### Text block
Many Harare women are turning to traditional medicine to illegally terminate unwanted pregnancies as fees charged by medical doctors continue to soar.
Abortion is illegal in Zimbabwe and can only be done in cases of incest, rape or when the pregnancy has life-threatening effects on the mother.
But over the years some medical doctors have taken advantage of the many women desperate to get rid of unwanted pregnancies by charging between US$100 and US$450 for a safe abortion.
The exorbitant charges have forced many women including high school and college students who can’t afford such fees to seek alternative ways to abort the pregnancies.
A survey at Mbare’s Mupedzanhamo informal market revealed that herbalists charge as little as US$25 for an abortion.
Anxious to unravel the thriving underground industry, this reporter posed as a married woman who wanted an abortion after blaming an extramarital affair for her pregnancy.
The herbalist (name withheld) initially demanded US$65 for the concoction whose results “are instant.”
However, the herbalist had no problem reducing the fee to as little as US$25 after a brief negotiation.
Quizzed on the safety and effectiveness of his concoction, the trader maintained that he had a string of happy customers.
“Look at this book full of names of people I have helped, some to abort while others came for different ailments,” he said.
“My herbs work and so many people from as young as Form II students to people like you come here for abortion.
“I help them terminate the pregnancies.”
A woman who spoke on condition of anonymity said she had used the traditional herbs more than once and found them to be safe.

### Check your understanding
1. According to the article on abortion in Harare, what price range do some medical doctors charge for a safe abortion?
2. Continue the article on abortion in Harare from its last sentence.
The data that come after this article have nothing to do with it.

### Data provided
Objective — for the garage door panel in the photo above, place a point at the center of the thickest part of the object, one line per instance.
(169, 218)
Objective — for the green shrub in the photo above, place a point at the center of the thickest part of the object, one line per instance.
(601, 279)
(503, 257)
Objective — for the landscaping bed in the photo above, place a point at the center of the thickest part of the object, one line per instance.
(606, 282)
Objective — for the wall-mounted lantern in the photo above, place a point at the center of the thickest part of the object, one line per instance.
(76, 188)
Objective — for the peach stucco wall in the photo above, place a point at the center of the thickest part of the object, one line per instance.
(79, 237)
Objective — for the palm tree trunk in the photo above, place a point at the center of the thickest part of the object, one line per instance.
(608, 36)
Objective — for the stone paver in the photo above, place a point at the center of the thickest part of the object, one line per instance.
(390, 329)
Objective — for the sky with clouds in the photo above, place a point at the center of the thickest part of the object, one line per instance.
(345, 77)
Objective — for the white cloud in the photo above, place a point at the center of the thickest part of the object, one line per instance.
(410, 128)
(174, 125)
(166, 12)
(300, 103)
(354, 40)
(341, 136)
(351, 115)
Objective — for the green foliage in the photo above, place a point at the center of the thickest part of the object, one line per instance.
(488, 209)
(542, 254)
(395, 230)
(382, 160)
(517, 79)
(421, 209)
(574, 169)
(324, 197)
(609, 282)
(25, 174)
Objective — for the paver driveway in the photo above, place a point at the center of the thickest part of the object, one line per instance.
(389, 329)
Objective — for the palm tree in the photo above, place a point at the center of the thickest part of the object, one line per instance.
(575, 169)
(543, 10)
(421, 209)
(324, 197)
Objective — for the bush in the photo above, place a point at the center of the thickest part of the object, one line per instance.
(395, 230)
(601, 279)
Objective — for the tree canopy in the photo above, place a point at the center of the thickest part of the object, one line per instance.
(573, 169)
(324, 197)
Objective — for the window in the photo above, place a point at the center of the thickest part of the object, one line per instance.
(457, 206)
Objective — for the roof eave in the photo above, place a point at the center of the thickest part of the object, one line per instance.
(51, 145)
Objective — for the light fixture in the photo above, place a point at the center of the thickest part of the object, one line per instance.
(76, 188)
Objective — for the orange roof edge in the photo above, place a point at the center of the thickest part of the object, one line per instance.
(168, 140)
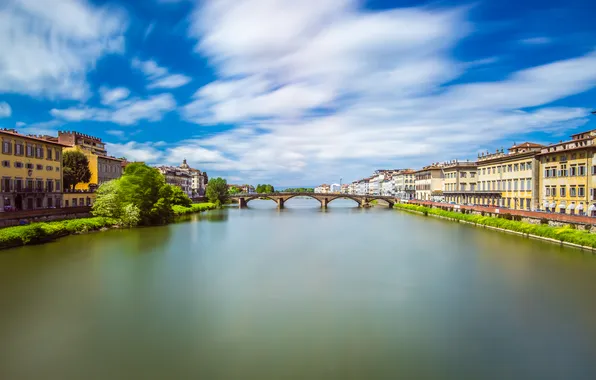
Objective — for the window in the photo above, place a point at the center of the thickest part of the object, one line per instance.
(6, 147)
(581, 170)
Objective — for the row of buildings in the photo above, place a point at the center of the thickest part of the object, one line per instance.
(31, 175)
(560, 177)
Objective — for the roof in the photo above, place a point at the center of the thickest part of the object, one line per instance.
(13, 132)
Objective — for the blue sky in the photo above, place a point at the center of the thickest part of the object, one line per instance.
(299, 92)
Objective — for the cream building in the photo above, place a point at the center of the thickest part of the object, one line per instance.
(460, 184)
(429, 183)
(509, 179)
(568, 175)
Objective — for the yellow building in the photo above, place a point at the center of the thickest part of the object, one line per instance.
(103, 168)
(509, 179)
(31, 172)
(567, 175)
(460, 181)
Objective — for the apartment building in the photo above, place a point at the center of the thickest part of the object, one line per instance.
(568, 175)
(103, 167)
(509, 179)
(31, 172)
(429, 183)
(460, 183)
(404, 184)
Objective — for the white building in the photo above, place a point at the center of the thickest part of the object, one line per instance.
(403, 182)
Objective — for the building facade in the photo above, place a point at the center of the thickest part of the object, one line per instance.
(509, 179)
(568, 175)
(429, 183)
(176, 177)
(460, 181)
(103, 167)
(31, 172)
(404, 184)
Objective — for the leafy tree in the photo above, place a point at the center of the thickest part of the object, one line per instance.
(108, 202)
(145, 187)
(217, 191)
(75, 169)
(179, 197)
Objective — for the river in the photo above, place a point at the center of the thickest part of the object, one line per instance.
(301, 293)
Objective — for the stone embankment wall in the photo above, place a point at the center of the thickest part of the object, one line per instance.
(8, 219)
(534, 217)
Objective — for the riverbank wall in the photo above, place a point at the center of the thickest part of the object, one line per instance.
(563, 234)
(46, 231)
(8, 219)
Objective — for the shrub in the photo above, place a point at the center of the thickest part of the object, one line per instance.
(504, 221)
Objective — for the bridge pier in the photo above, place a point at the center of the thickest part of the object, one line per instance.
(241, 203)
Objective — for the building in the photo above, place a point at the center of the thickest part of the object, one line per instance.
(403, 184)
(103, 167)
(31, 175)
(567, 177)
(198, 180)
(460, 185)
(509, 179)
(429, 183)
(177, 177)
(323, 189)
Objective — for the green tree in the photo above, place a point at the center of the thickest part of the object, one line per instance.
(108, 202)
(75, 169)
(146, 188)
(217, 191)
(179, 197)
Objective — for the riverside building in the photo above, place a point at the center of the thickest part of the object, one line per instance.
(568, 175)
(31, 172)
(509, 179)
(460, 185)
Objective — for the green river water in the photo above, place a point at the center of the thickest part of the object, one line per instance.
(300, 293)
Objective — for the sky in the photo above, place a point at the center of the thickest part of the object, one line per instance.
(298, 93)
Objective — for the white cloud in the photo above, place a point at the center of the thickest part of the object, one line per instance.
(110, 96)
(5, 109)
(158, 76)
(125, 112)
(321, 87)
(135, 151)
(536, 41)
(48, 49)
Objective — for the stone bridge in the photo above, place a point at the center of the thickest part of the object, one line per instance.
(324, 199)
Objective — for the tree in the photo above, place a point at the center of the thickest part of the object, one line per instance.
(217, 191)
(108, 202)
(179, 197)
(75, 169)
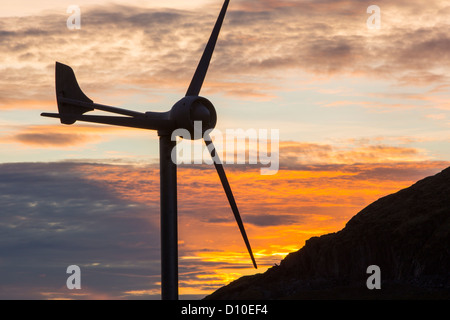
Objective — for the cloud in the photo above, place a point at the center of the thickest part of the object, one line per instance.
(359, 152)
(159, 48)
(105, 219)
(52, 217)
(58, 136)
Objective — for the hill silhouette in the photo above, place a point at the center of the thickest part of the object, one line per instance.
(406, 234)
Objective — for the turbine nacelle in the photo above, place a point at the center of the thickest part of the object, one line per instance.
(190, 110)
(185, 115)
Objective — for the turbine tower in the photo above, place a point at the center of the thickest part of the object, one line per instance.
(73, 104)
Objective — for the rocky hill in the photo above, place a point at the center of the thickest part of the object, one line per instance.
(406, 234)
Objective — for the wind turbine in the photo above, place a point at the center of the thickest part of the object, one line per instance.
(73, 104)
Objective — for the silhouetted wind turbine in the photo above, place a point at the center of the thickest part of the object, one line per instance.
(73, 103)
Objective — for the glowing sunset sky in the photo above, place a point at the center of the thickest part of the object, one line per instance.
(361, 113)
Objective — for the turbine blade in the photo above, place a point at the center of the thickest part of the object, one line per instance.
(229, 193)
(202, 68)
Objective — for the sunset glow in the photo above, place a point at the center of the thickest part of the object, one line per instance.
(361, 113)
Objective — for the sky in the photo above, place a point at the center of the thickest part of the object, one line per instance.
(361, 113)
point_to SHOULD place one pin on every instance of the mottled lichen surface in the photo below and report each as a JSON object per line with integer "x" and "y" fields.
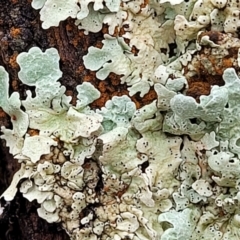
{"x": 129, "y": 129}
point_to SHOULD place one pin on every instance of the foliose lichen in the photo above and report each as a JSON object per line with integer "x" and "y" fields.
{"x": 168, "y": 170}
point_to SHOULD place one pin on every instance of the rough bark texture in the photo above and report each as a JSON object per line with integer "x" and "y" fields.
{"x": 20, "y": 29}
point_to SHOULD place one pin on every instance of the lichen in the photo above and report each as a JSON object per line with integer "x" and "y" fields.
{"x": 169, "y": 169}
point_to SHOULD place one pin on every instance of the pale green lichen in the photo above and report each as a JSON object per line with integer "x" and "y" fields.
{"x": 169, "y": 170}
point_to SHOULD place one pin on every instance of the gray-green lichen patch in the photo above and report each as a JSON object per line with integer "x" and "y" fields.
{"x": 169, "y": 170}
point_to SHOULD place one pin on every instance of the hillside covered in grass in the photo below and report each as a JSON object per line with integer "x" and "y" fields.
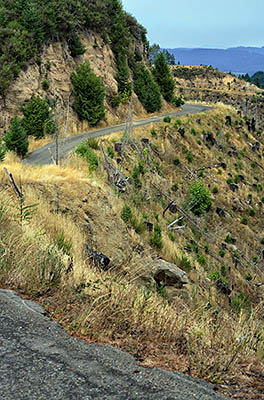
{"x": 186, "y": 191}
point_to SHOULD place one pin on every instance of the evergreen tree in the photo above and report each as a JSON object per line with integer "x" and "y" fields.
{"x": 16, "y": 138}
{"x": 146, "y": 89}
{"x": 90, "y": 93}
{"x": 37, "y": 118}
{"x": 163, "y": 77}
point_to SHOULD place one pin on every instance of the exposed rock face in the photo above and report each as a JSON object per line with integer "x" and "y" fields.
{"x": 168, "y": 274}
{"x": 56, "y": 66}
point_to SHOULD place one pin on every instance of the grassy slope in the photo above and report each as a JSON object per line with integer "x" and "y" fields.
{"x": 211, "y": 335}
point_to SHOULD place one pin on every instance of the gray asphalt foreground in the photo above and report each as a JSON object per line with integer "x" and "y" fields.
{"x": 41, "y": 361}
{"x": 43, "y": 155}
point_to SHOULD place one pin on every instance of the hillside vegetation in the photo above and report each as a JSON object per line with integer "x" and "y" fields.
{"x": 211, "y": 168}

### Exercise responses
1. Between US$100 and US$450.

2.
“There is this old woman who charges US$30 to terminate pregnancies in my neighbourhood,” she said. “The medicine is a concoction of different herbs and is very bitter.
“Normally it starts working an hour after one takes it and those who don’t know that you are pregnant would never suspect anything.
“I have done it twice and my husband has never suspected it.”
Women must avoid unwanted pregnancies, says Mombeshora
Douglas Mombeshora, the deputy Minister of Health and Child Welfare said government was aware that illegal abortions were rife but accused medical practitioners, traditional healers and elderly women of abetting the illegal practice.
“The problem with these back- street abortions is that there are very dangerous,” he said.
“You will find that in some cases women aborting have their uteruses perforated in the process of trying to prick the foetus.
Mombeshora said the only solution was for women to practice safe sex and avoid unwanted pregnancies. However, he noted that eradicating the problem among teenage girls was a big challenge since they did not have easy access to contraceptives.